▶ **Your objective**: Can you rewrite every one of the rows below, swapping "integer pixel values" for "whole-number pixel coordinates" and leaving everything else untouched?

▶ **Record extracts**:
┄┄┄┄┄┄┄┄┄┄┄┄┄┄┄┄┄┄┄┄
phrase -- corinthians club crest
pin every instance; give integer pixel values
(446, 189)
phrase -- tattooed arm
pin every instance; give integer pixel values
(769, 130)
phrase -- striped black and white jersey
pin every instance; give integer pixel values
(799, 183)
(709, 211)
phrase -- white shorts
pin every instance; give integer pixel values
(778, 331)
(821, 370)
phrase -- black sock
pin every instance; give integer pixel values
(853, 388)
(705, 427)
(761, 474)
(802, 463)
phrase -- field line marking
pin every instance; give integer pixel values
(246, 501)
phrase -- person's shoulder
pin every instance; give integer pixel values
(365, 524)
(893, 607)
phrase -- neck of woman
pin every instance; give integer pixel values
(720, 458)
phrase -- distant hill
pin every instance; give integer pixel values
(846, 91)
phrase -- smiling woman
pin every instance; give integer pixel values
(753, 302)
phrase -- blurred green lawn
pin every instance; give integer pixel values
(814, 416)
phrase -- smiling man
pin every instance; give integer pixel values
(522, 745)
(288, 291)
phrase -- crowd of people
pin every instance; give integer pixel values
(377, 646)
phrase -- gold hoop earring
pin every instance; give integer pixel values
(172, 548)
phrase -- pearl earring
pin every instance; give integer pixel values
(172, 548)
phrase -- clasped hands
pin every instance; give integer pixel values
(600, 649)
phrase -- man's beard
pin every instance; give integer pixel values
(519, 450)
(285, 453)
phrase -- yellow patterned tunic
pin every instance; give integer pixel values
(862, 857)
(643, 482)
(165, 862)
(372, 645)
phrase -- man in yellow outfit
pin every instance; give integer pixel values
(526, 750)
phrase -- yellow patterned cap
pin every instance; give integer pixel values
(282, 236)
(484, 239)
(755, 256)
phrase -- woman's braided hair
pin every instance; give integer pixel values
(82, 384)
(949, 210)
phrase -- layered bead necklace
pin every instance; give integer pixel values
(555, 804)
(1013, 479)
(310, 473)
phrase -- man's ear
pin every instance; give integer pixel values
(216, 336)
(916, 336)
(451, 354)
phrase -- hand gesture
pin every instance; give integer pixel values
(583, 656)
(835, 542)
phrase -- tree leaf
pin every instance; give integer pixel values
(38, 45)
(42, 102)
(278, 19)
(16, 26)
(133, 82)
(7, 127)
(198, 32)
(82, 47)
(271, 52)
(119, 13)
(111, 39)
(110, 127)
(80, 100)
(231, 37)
┄┄┄┄┄┄┄┄┄┄┄┄┄┄┄┄┄┄┄┄
▶ **Exercise response**:
phrase -- corinthians club crest
pin every instance; give whole-number pixel coordinates
(446, 189)
phrase -- tattooed arm
pin every instance; give whole-number pixel coordinates
(769, 130)
phrase -- striped black and white jersey
pin every instance; give whole-number pixel coordinates
(799, 183)
(709, 211)
phrase -- white shorts
pin every instance; give whole-number pixel coordinates
(778, 331)
(821, 370)
phrase -- black sock
pin every instance; give whole-number pixel coordinates
(853, 388)
(705, 427)
(761, 474)
(802, 463)
phrase -- field line marking
pin every instance; give whole-number pixel coordinates
(246, 501)
phrase -- person's shoulder
pin every instance; give whole-number pixel coordinates
(365, 524)
(893, 607)
phrase -- neck of woman
pin every instance; give whole-number pixel coordinates
(720, 458)
phrase -- distant hill
pin every instance; give whole-number pixel coordinates
(846, 91)
phrase -- smiling woman
pin every instance; give whole-number pixel coordinates
(753, 302)
phrase -- blurred green lawn
pin every instance; give whole-number pixel coordinates
(814, 416)
phrase -- smiling man
pin every instance; give whole-number pixel coordinates
(522, 745)
(288, 291)
phrase -- crowd of people
pin every instance; give whole-number pixel coordinates
(377, 646)
phrase -- gold hoop earring
pin every instance; give whole-number pixel coordinates
(172, 548)
phrase -- pearl earring
pin every instance; give whole-number pixel coordinates
(172, 548)
phrase -- clasped hands
pin every instance; give whole-number pixel coordinates
(600, 649)
phrase -- man's beard
pin every instance; give whole-number pixel coordinates
(519, 450)
(285, 453)
phrase -- yellow patterned tunic
pin every instance; give whole-number pixel coordinates
(862, 857)
(643, 482)
(165, 862)
(372, 645)
phrase -- man in yellow outfit
pin every instance; give whole-number pixel coordinates
(526, 750)
phrase -- yellow patterned cap
pin every instance; give whole-number pixel coordinates
(282, 236)
(484, 239)
(755, 256)
phrase -- woman's braided hair
pin every instance; give whole-number pixel coordinates
(82, 384)
(949, 210)
phrase -- layered bead necklace
pin every instance; give whole-number pixel coordinates
(555, 804)
(1013, 479)
(310, 473)
phrase -- man's ear
pin every instance; give whole-number pixel coordinates
(216, 336)
(916, 336)
(451, 354)
phrase -- hand gesture
pin every instance; give whole-number pixel coordinates
(583, 656)
(835, 542)
phrase -- tree leaf
pin every instance; give whole-number pixel coordinates
(38, 45)
(42, 102)
(278, 19)
(16, 26)
(133, 82)
(7, 127)
(198, 32)
(82, 47)
(271, 52)
(119, 13)
(111, 39)
(110, 127)
(80, 100)
(231, 37)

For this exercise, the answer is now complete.